Domestic violence agencies facing funding crisis in light of budget stalemate
Illinois officials waited more than five months to alert dozens of domestic violence programs that their funding had been eliminated, an omission that has forced layoffs and other cuts at some facilities, according to interviews and documents reviewed by The Associated Press.
No one knows — or is saying — why approximately $9 million in state funding for 62 programs that provide shelter, counseling and advocacy for victims of domestic abuse was left out of a six-month budget that took effect July 1. When providers finally learned they were left empty-handed, they scrambled to make up the lost money by slashing jobs and salaries and expanding client waiting lists.
Although there is no indication officials intended to slice funding for the domestic violence programs, the money won’t easily be restored in the state’s precarious economic situation. Illinois has operated without a spending plan since July 2015 because of bickering between first-term Republican Gov. Bruce Rauner and Democrats who control the Legislature.
Rauner will deliver a budget address Wednesday to the General Assembly.
Development Director Pat Mayberry Vecchio said the Violence Prevention Center of Southwestern Illinois is facing a funding crisis that is threatening the already bare-bones operation — and this crisis won’t subside until the state’s budget is resolved.
Vecchio, who works in the Belleville office, said the organization was notified about four weeks ago that, in light of the budget stalemate, the Illinois Department of Human Services is not receiving funds from the state — meaning the government agency cannot pass funds on to the local Violence Prevention Center.
“We have to keep the shelter running — the lights on, the heat, the air conditioning — it’s a critical situation from our standpoint,” she said.
The local agency provides a 24-hour crisis hotline, a 35-bed emergency shelter, counseling, police and court advocacy, art therapy and community prevention education.
Vecchio said the center will no longer receive a $70,000 grant through the Violence Against Women Act, which funded two full-time court and legal advocacy positions in Monroe, Randolph and St. Clair counties.
She said one part-time position now serves those three counties.
“It continues to become worse and worse and worse — the money is not being paid but (the state) expects to continue operating the shelter,” she said. “... It’s getting really critical right now. We’ve cut back, but we are a bare-bones agency to begin with.”
Vecchio said the organization currently operates with 27 full-time employees and six part-time employees.
“This has truly adversely affected us,” she said.
Elsewhere around the state, Michelle Meyer, executive director of Kane County-based Mutual Ground, a 24-hour shelter and counseling center, laid off four people in November after months of not receiving checks — or answers — from the state. They include a case manager and a sexual assault counselor. That’s not counting the six who have left in the last year that Mutual Ground can’t afford to replace.
“We have no more case managers, who help clients get benefits, housing, child care, accompany them to court,” Meyer said. “There’s nobody to pick up that work. Everybody that we can’t help is put on a waiting list.”

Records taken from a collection
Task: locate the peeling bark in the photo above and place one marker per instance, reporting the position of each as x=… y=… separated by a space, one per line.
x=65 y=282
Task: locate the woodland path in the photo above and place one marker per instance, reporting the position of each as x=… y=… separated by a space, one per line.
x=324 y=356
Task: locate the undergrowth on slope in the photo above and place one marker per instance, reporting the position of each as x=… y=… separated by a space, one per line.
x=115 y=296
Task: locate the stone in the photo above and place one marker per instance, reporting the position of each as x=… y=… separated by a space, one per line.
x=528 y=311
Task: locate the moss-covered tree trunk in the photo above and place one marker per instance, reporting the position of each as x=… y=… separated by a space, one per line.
* * *
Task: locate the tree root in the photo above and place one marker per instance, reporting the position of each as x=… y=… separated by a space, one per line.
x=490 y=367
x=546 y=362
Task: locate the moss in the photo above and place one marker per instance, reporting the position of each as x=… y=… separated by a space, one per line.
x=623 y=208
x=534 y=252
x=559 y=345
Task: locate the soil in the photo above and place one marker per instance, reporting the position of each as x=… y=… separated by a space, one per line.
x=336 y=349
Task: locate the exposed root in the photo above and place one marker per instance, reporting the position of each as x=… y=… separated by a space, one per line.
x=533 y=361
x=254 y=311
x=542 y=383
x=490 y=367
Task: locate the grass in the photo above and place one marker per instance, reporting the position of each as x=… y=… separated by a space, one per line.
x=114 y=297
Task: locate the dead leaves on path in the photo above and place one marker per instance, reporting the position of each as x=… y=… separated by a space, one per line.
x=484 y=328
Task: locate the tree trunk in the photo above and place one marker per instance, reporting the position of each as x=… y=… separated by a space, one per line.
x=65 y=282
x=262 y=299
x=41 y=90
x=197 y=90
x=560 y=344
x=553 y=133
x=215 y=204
---
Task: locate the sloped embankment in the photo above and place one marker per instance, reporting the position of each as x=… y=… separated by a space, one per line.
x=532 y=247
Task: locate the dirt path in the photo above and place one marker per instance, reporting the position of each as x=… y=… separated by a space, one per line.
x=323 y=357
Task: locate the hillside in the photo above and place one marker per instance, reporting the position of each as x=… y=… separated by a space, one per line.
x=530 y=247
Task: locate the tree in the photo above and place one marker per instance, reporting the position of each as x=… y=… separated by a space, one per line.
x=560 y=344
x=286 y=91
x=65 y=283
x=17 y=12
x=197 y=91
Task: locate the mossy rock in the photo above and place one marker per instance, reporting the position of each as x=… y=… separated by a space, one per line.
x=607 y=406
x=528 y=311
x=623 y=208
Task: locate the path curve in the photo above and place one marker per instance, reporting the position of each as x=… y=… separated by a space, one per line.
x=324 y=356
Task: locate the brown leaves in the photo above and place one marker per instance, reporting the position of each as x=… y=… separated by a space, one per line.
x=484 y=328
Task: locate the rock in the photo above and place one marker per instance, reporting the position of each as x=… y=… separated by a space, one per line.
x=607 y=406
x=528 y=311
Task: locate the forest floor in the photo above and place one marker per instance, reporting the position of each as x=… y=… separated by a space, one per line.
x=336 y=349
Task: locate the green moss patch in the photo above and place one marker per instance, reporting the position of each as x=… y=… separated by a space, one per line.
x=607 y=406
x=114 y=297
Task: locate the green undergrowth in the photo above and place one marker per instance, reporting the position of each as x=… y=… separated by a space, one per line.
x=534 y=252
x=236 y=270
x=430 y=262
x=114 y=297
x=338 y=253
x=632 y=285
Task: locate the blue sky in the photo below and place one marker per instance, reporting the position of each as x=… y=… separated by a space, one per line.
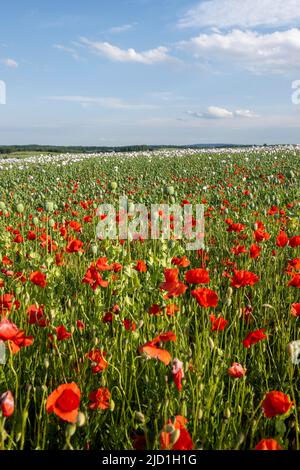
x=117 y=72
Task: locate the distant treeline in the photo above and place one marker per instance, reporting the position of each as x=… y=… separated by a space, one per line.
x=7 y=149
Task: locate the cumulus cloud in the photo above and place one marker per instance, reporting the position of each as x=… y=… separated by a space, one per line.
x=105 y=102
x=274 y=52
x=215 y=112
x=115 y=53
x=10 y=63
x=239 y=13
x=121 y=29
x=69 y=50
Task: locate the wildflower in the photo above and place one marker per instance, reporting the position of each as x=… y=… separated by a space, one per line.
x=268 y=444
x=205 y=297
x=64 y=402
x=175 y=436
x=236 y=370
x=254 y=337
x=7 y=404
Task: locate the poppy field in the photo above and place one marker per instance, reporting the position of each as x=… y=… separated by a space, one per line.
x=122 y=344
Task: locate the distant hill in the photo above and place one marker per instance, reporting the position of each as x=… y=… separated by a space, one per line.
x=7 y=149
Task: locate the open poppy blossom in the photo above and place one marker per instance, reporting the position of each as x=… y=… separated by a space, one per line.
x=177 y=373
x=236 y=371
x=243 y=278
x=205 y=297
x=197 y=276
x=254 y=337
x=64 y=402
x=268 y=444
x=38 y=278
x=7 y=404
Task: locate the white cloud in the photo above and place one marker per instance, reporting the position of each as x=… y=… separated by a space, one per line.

### Your instructions
From the article on domestic violence funding, return the text between "She said one" and "six part-time employees.", inclusive, copied word for word.

### Finished task
She said one part-time position now serves those three counties.
“It continues to become worse and worse and worse — the money is not being paid but (the state) expects to continue operating the shelter,” she said. “... It’s getting really critical right now. We’ve cut back, but we are a bare-bones agency to begin with.”
Vecchio said the organization currently operates with 27 full-time employees and six part-time employees.